> _Dataset_
· · · · · · ·
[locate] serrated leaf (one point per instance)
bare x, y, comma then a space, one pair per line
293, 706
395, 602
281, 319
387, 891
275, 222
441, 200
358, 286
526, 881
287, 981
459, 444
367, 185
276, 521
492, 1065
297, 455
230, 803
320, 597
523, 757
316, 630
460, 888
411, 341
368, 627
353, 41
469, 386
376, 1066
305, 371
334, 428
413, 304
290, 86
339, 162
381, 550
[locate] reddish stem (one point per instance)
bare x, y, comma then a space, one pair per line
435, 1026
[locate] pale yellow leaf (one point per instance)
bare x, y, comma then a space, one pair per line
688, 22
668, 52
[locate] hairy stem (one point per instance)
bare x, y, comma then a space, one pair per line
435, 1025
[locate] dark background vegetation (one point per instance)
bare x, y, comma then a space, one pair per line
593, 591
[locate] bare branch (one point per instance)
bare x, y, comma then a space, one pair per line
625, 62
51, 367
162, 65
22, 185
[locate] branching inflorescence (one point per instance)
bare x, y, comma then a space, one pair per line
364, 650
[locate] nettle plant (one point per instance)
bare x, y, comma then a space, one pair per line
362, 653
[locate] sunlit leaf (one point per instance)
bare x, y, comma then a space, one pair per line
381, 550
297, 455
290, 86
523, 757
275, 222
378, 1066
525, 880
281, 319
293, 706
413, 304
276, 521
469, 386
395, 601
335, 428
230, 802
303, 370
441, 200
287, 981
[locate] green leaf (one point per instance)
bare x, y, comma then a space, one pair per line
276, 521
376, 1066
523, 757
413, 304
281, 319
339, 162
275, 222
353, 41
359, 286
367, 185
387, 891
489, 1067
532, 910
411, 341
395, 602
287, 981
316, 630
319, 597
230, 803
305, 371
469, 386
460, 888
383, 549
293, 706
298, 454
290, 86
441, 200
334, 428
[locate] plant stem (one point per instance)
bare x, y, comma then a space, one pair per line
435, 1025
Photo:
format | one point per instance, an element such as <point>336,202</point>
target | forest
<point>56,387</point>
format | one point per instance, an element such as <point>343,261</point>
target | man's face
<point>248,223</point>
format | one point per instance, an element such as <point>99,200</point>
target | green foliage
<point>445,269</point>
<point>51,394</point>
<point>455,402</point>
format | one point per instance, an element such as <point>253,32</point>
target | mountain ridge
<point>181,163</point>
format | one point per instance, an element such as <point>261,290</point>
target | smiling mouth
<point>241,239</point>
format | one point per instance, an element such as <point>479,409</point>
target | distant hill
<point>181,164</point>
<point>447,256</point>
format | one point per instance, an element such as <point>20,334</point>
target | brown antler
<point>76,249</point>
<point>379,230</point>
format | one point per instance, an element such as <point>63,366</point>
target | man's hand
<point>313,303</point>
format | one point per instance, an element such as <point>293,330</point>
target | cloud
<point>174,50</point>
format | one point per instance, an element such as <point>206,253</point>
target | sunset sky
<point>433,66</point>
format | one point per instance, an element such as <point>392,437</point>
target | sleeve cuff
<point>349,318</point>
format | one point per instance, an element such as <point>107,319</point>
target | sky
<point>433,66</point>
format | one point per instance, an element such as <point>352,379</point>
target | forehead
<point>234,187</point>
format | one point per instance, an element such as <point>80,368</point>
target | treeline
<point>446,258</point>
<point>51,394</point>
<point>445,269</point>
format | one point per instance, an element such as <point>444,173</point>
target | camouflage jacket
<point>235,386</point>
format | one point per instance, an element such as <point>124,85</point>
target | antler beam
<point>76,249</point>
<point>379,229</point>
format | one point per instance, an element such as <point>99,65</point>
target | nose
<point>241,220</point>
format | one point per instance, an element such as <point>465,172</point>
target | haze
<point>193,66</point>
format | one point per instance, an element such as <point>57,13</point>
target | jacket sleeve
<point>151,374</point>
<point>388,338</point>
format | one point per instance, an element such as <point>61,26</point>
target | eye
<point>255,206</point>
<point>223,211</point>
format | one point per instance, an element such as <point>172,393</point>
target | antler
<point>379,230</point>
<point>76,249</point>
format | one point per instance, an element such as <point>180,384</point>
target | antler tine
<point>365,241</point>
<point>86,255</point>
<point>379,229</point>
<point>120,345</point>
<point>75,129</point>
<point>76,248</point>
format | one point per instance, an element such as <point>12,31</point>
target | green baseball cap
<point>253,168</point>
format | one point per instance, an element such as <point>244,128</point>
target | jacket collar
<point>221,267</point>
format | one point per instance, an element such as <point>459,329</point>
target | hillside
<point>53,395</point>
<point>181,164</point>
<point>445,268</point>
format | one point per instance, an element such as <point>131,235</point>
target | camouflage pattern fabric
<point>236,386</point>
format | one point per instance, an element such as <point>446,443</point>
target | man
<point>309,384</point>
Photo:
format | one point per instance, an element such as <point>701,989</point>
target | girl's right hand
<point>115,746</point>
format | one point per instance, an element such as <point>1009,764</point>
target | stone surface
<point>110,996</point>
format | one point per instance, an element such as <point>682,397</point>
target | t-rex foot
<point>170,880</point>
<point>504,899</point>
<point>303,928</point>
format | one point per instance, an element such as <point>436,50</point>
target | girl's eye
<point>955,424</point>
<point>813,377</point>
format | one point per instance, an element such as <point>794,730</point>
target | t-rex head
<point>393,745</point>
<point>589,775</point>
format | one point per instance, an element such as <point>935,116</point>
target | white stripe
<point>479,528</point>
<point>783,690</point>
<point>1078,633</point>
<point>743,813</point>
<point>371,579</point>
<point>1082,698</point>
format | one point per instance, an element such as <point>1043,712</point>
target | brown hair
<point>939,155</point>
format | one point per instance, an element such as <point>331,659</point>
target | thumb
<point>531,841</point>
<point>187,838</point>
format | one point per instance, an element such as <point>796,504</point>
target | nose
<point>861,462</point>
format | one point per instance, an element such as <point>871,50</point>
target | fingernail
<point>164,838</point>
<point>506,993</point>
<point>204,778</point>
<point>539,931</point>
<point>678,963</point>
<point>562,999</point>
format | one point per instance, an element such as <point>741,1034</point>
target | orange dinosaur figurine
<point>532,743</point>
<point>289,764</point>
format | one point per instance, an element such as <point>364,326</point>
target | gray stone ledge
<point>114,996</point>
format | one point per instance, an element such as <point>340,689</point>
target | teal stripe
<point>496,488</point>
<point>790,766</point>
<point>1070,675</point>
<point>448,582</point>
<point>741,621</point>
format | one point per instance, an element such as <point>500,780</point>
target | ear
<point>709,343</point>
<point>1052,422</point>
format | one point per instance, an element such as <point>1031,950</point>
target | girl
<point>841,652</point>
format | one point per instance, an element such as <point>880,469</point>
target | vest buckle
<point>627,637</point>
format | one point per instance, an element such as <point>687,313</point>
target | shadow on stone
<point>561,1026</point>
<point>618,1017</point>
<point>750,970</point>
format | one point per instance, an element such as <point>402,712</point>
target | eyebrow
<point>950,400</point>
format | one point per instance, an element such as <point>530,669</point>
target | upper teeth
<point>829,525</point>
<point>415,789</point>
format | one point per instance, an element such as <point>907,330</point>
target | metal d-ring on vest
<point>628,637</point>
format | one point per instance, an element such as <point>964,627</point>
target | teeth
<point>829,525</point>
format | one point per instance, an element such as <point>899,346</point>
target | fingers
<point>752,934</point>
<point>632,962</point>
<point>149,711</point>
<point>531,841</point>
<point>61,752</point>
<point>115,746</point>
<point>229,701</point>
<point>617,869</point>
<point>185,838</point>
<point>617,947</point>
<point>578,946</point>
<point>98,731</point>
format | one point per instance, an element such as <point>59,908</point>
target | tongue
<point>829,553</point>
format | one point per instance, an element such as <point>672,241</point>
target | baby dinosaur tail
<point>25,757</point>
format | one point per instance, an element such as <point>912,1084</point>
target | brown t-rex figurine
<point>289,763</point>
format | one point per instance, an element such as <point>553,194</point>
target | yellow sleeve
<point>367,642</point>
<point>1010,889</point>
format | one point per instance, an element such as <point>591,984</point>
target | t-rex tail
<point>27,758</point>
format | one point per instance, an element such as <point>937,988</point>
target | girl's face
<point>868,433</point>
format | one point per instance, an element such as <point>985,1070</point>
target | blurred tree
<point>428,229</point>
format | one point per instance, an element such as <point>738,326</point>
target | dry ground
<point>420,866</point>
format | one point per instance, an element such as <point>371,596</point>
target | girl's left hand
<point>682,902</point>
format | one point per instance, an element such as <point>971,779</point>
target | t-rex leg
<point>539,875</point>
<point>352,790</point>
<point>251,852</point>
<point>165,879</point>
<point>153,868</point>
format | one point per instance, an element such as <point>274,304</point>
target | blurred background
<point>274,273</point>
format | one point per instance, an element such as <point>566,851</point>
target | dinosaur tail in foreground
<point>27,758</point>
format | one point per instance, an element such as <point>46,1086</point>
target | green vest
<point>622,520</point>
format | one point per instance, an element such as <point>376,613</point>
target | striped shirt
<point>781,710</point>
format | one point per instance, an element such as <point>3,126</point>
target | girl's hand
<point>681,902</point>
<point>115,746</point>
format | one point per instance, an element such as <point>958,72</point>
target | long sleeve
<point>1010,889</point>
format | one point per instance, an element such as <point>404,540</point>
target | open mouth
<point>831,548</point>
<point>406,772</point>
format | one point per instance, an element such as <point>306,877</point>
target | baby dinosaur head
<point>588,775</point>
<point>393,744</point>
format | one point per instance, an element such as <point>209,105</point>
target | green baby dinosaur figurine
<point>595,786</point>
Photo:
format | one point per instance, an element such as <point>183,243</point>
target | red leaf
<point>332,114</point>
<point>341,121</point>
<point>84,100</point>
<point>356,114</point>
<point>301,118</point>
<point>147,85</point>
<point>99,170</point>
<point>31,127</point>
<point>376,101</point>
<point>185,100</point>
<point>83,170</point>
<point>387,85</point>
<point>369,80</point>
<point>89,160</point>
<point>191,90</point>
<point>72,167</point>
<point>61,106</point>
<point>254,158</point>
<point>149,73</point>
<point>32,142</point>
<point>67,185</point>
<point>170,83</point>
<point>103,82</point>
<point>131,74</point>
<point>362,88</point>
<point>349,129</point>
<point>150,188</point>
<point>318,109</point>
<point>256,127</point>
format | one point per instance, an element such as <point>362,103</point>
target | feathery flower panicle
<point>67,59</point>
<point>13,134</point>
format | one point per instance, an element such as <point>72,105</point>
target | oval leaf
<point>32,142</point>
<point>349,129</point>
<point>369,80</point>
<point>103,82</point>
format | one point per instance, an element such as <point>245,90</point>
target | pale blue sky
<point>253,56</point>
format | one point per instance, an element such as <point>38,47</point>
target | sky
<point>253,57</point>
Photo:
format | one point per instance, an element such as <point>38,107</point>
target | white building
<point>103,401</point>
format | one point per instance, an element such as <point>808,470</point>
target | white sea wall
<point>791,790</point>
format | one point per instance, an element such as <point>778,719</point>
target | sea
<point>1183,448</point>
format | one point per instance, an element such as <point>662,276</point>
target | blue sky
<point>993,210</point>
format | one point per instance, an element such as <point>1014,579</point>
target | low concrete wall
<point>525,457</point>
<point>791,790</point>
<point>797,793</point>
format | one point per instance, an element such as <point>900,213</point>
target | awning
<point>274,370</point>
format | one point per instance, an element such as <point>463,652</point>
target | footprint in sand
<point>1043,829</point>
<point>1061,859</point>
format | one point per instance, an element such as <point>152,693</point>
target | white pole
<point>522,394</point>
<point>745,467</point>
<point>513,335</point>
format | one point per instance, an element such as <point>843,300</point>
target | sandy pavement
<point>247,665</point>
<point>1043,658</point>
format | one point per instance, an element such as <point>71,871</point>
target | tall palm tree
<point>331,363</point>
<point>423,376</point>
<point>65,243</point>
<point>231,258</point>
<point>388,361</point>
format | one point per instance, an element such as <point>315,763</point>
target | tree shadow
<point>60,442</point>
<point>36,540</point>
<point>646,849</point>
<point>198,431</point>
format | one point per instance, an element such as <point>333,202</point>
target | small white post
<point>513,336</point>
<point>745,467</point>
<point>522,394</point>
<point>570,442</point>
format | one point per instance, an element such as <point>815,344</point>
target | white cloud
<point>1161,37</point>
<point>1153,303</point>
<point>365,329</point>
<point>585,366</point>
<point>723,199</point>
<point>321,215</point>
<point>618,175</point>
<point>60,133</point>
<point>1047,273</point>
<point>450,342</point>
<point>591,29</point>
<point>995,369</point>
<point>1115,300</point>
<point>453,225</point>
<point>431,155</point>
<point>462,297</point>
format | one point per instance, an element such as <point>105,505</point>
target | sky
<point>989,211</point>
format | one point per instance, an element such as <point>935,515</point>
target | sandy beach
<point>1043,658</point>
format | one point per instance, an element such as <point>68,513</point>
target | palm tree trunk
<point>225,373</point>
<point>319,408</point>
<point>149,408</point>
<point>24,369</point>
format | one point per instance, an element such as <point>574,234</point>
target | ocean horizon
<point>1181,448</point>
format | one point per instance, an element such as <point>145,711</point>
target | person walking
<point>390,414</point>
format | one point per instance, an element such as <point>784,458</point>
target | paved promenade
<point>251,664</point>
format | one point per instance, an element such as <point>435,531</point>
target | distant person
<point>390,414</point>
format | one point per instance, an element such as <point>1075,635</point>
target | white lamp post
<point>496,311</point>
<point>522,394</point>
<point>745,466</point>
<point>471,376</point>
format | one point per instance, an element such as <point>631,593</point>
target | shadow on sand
· · · · · · ·
> _Work to complete_
Word for word, restate the lines of the data above that fall between the line holding "target | treeline" and the line holding "such as <point>446,443</point>", inclusive, and no other lines.

> _Result of this exercise_
target | treeline
<point>446,258</point>
<point>51,394</point>
<point>445,269</point>
format | one point per instance, an element such as <point>444,173</point>
target | camouflage jacket
<point>235,386</point>
format | one point per instance, an element such as <point>124,85</point>
target | antler beam
<point>76,249</point>
<point>379,229</point>
format | one point per instance, an element such as <point>99,65</point>
target | nose
<point>241,220</point>
format | one point per instance, an element such as <point>465,172</point>
target | haze
<point>193,66</point>
format | one point per instance, an element such as <point>57,13</point>
target | jacket sleeve
<point>151,374</point>
<point>388,338</point>
format | one point per instance, an element such as <point>61,26</point>
target | eye
<point>255,206</point>
<point>223,211</point>
format | one point per instance, an element such as <point>172,393</point>
target | antler
<point>379,230</point>
<point>76,249</point>
format | one point per instance, an element such as <point>180,384</point>
target | antler tine
<point>365,241</point>
<point>86,255</point>
<point>379,229</point>
<point>120,345</point>
<point>75,129</point>
<point>76,248</point>
format | one point per instance, an element such as <point>12,31</point>
target | green baseball cap
<point>253,168</point>
format | one point per instance, an element such as <point>244,128</point>
target | jacket collar
<point>221,267</point>
format | one point per instance, an element such as <point>459,329</point>
target | hillside
<point>53,395</point>
<point>181,164</point>
<point>445,268</point>
format | one point per instance, an element such as <point>131,235</point>
target | camouflage pattern fabric
<point>236,386</point>
format | one point per instance, an element such as <point>446,443</point>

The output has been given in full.